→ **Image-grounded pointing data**
------------------------------------------------

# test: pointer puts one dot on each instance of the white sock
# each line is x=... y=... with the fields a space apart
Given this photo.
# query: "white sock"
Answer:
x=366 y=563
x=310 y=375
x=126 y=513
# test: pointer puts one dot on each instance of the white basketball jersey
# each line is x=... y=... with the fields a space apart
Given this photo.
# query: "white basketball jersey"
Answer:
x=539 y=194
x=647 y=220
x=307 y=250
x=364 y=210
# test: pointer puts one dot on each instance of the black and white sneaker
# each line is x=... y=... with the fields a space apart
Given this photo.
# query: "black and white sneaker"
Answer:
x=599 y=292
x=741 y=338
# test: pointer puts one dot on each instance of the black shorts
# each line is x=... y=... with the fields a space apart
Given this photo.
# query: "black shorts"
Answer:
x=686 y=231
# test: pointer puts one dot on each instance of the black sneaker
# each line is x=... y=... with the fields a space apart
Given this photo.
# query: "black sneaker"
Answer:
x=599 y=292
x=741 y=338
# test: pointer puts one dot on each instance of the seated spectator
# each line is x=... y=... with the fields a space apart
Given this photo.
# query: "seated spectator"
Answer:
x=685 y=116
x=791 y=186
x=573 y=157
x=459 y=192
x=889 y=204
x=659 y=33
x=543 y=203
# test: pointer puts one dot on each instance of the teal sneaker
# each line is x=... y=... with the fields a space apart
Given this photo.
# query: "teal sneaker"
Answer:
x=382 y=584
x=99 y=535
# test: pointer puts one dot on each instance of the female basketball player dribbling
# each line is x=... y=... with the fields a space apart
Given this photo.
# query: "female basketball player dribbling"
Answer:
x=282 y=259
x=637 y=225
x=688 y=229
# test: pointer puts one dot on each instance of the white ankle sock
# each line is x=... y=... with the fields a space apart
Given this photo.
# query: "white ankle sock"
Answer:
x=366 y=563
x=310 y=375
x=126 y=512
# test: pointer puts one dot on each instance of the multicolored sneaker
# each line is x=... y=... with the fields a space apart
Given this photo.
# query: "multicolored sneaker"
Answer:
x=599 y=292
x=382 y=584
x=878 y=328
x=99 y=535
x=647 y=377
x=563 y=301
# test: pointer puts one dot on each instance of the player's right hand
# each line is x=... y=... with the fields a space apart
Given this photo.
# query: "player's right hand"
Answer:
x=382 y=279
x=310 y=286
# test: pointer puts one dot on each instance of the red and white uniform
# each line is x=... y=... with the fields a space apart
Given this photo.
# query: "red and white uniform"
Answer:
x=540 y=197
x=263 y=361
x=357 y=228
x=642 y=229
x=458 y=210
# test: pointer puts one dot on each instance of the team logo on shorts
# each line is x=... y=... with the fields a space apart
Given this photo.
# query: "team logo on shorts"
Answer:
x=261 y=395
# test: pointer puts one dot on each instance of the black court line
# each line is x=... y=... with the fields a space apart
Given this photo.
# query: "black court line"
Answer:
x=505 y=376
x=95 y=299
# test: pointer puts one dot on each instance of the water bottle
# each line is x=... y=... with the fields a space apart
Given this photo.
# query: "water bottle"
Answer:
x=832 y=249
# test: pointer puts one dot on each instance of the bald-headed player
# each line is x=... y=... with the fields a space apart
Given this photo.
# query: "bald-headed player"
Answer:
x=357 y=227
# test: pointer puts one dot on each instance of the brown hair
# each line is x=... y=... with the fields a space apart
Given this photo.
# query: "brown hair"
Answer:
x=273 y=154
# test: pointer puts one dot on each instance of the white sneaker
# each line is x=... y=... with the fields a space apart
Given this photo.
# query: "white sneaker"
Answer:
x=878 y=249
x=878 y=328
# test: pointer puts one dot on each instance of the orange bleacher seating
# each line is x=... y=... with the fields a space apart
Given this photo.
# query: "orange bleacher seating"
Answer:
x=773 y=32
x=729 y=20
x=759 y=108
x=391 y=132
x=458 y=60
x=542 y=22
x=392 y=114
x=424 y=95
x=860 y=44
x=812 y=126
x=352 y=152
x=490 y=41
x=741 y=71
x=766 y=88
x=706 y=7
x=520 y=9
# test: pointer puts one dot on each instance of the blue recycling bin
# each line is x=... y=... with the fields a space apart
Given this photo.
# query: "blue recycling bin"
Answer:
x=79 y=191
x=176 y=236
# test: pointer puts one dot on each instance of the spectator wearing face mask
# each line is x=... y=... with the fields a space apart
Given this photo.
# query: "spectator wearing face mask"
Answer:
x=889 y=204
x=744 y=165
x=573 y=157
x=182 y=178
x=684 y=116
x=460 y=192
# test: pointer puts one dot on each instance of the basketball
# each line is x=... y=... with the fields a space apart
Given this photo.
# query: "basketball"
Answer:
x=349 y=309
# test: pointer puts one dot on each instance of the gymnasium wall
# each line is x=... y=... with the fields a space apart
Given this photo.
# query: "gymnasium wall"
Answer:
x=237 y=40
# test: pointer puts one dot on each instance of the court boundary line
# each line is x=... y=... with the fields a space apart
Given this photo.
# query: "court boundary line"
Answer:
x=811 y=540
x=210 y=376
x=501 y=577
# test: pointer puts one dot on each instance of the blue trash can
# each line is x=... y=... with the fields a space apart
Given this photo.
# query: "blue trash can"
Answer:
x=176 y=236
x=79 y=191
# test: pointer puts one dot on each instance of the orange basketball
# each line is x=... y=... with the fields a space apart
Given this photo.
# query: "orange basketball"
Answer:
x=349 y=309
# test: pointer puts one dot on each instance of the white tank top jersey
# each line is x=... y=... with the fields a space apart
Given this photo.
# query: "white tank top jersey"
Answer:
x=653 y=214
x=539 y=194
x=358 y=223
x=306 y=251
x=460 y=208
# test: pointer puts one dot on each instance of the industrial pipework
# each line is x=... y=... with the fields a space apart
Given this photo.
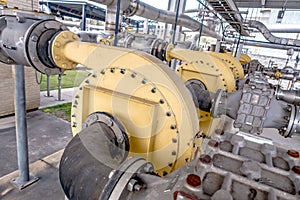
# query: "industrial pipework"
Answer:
x=133 y=105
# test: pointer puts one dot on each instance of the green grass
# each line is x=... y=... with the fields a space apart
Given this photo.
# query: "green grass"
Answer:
x=62 y=111
x=71 y=78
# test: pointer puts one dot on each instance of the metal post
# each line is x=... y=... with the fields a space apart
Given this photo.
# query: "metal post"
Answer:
x=218 y=46
x=117 y=22
x=137 y=26
x=21 y=129
x=176 y=21
x=48 y=86
x=59 y=88
x=201 y=26
x=83 y=18
x=240 y=48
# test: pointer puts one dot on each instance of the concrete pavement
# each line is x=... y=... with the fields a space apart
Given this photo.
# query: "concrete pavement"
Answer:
x=47 y=135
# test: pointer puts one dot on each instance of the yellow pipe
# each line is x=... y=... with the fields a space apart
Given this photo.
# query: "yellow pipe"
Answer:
x=139 y=90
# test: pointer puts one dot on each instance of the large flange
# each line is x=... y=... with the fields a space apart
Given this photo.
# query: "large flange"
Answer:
x=37 y=42
x=57 y=49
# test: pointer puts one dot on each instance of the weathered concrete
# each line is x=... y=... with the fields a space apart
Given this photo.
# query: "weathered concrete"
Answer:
x=47 y=187
x=46 y=135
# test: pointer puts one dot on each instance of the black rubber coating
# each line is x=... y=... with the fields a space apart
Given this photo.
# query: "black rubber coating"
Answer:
x=201 y=96
x=87 y=162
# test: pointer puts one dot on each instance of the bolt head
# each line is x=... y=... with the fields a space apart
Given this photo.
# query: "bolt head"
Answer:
x=293 y=153
x=213 y=143
x=205 y=159
x=296 y=169
x=193 y=180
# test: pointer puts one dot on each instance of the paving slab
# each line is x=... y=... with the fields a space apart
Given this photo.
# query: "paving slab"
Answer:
x=46 y=188
x=46 y=135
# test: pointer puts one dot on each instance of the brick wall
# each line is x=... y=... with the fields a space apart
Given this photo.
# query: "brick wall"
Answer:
x=6 y=74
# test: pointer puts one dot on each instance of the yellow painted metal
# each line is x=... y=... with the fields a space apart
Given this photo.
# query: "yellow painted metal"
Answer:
x=244 y=59
x=107 y=41
x=199 y=65
x=211 y=71
x=144 y=94
x=58 y=48
x=232 y=63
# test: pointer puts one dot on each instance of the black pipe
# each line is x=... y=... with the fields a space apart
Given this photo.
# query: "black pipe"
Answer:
x=117 y=23
x=88 y=160
x=176 y=21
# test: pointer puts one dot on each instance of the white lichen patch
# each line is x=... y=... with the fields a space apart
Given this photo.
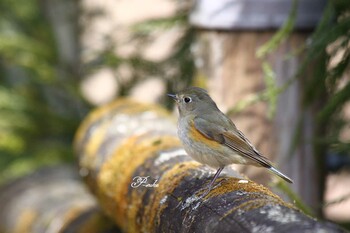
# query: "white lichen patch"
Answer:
x=243 y=182
x=261 y=228
x=189 y=201
x=163 y=200
x=275 y=213
x=167 y=155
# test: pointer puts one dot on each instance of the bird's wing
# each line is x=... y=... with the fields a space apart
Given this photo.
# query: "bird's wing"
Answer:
x=232 y=138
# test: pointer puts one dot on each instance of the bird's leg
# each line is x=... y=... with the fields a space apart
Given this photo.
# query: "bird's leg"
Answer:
x=210 y=186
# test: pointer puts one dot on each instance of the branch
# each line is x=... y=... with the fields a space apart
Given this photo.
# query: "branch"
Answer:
x=145 y=182
x=50 y=200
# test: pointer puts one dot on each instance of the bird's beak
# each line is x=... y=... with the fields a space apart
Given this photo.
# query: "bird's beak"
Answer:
x=173 y=96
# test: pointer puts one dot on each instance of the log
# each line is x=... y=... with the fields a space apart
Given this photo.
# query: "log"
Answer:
x=51 y=200
x=229 y=34
x=132 y=161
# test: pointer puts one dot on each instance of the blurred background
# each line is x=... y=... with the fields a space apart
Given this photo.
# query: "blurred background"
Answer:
x=284 y=80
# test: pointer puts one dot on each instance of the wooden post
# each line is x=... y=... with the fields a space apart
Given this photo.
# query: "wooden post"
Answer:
x=133 y=162
x=229 y=34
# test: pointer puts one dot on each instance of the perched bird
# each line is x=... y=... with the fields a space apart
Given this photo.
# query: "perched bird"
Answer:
x=211 y=138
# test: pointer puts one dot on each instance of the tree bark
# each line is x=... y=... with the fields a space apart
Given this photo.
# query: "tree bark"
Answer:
x=143 y=179
x=50 y=200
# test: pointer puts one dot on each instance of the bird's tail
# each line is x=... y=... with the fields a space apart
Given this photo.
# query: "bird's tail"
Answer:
x=280 y=174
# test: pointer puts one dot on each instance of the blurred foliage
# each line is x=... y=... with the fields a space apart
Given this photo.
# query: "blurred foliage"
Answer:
x=40 y=107
x=176 y=70
x=328 y=86
x=40 y=103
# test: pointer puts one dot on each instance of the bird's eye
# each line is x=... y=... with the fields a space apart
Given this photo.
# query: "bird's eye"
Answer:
x=187 y=99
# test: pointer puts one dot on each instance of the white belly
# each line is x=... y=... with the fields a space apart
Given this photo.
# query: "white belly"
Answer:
x=202 y=153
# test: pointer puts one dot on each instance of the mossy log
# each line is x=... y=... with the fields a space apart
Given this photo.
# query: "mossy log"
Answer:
x=133 y=162
x=51 y=200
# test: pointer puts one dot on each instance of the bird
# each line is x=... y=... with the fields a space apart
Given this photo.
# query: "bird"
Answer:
x=211 y=138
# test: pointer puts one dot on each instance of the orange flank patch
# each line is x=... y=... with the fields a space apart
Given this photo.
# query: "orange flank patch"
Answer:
x=199 y=137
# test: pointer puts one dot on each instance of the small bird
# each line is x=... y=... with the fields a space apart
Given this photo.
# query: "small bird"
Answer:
x=211 y=138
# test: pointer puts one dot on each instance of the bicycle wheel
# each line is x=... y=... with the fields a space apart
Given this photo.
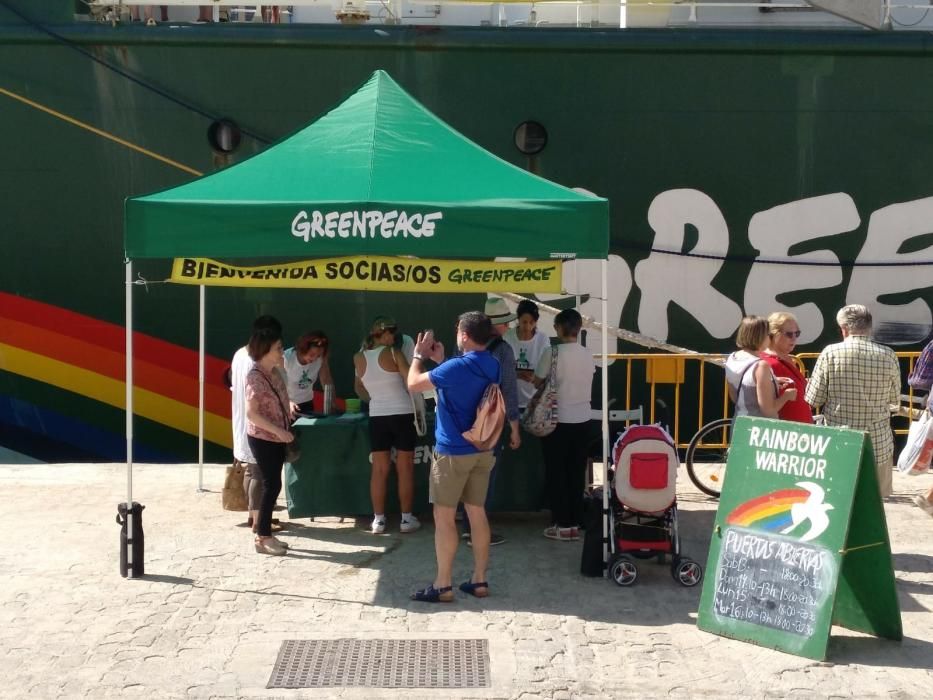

------------------------------------------------

→ **Work request**
For the records above, state how many lines contain the string "foliage", with no added text.

→ **Exercise solution**
2